(Extracted records)

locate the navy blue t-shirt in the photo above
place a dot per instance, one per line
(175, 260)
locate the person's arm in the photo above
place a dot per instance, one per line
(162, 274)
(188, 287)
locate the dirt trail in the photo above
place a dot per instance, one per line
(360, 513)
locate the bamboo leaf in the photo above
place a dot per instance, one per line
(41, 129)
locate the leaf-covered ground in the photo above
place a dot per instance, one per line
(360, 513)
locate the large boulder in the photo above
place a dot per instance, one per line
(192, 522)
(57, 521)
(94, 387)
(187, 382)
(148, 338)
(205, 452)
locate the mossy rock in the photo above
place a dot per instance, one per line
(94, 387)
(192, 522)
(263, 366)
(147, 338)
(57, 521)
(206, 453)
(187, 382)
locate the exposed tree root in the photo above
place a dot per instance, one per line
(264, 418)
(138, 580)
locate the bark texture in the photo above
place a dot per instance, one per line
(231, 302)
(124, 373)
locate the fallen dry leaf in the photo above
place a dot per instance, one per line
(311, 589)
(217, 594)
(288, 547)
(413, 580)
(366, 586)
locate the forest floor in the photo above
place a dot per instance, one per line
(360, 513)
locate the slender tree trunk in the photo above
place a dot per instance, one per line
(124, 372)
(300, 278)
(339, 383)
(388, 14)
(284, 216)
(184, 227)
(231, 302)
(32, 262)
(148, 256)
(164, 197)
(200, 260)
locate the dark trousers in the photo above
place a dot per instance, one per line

_Exercise prompt_.
Copy the lines that hold the word "leaf". Take them from the records above.

_Solution_.
locate the bamboo leaf in the photo above
locate the leaf-covered ground in the photo above
locate the fallen dry leaf in the photo above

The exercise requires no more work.